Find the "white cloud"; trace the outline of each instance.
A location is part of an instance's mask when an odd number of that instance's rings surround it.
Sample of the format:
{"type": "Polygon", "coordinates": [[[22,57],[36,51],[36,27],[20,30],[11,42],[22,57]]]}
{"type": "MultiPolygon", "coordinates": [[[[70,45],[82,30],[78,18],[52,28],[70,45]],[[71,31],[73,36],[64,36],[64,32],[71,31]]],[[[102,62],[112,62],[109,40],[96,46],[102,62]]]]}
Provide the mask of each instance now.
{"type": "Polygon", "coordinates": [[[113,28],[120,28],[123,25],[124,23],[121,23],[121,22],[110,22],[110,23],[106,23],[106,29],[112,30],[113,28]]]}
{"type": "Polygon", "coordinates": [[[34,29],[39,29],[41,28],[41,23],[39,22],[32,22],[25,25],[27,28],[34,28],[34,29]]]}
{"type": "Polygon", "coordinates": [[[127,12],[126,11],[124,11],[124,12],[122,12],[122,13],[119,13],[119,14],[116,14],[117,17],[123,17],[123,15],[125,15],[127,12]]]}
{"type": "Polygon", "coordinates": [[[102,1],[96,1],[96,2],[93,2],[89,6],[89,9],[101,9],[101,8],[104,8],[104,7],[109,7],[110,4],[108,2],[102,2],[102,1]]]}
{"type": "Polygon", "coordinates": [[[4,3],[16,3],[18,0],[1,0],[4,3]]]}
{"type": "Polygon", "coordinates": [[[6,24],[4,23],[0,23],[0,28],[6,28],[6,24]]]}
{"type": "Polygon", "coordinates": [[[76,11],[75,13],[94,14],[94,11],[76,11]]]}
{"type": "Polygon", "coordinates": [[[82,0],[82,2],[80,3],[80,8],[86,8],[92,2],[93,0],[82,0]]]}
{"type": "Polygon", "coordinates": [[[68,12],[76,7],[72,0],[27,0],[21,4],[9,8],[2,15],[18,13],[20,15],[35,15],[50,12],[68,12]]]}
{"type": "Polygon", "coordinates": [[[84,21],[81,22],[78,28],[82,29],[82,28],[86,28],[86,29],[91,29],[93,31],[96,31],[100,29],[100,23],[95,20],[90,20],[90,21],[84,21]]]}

_ _ _ _ _

Please turn the material, from its first line through the line containing "Provide the mask of each instance now.", into a Markdown table with the columns Row and Line, and leave out any blank lines.

**WRITTEN RESPONSE:**
| Row | Line |
|---|---|
| 1 | Find the "white cloud"; trace the outline of each instance. |
| 2 | A location is part of an instance's mask when an odd number of that instance's rings surround it. |
| 3 | Sample of the format: |
| 4 | {"type": "Polygon", "coordinates": [[[22,57],[36,51],[36,27],[20,30],[11,42],[22,57]]]} |
| 5 | {"type": "MultiPolygon", "coordinates": [[[[70,45],[82,30],[78,18],[52,28],[70,45]],[[71,31],[73,36],[64,36],[64,32],[71,31]]],[[[102,62],[112,62],[109,40],[96,46],[102,62]]]]} |
| 6 | Provide the mask of each instance now. |